**Action item**
Below are the entries; output exactly the lines from the one containing "Can you see the hillside" through the final line, inclusive.

**Information provided**
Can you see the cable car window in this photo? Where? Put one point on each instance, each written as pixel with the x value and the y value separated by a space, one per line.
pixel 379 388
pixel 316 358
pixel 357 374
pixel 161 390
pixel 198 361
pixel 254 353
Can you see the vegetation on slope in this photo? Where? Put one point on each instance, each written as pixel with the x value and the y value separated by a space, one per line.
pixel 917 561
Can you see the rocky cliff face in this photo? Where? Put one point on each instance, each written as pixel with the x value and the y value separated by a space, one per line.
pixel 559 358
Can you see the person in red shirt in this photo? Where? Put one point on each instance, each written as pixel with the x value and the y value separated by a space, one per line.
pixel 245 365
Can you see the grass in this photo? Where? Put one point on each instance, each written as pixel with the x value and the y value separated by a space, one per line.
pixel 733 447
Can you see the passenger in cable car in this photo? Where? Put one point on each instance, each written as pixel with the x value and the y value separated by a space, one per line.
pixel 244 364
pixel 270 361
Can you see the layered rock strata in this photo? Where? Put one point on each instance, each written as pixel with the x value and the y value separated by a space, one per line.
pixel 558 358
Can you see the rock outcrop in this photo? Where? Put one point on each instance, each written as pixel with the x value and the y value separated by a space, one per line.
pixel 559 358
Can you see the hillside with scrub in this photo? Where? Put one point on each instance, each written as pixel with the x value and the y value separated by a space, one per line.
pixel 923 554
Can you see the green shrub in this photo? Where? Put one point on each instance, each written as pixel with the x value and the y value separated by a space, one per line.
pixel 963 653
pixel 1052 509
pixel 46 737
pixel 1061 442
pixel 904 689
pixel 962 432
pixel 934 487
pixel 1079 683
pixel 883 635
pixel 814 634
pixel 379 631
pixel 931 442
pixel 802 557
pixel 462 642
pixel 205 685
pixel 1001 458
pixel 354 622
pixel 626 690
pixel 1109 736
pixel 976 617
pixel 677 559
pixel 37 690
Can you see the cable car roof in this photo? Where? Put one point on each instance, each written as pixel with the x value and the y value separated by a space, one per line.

**Response to this task**
Can you see the hillside with scrub in this photo? Where? Put one point on each instance, each written as pixel with the x value and the y value separated by a space, one per line.
pixel 923 554
Can you see the green shrub in this photo? Where? Put one point on each instance, each written as pixel with the x value and the y value separated by a space, one per line.
pixel 963 653
pixel 1052 509
pixel 46 737
pixel 1061 442
pixel 904 689
pixel 962 432
pixel 934 487
pixel 1079 683
pixel 883 635
pixel 814 634
pixel 379 631
pixel 931 442
pixel 802 557
pixel 462 642
pixel 205 685
pixel 1001 458
pixel 354 622
pixel 626 690
pixel 1109 736
pixel 976 617
pixel 677 559
pixel 37 690
Can you see the cable car roof in this photo? Where? Put one point on each instance, each written as pixel with the x value and the y value separated by a space, one per line.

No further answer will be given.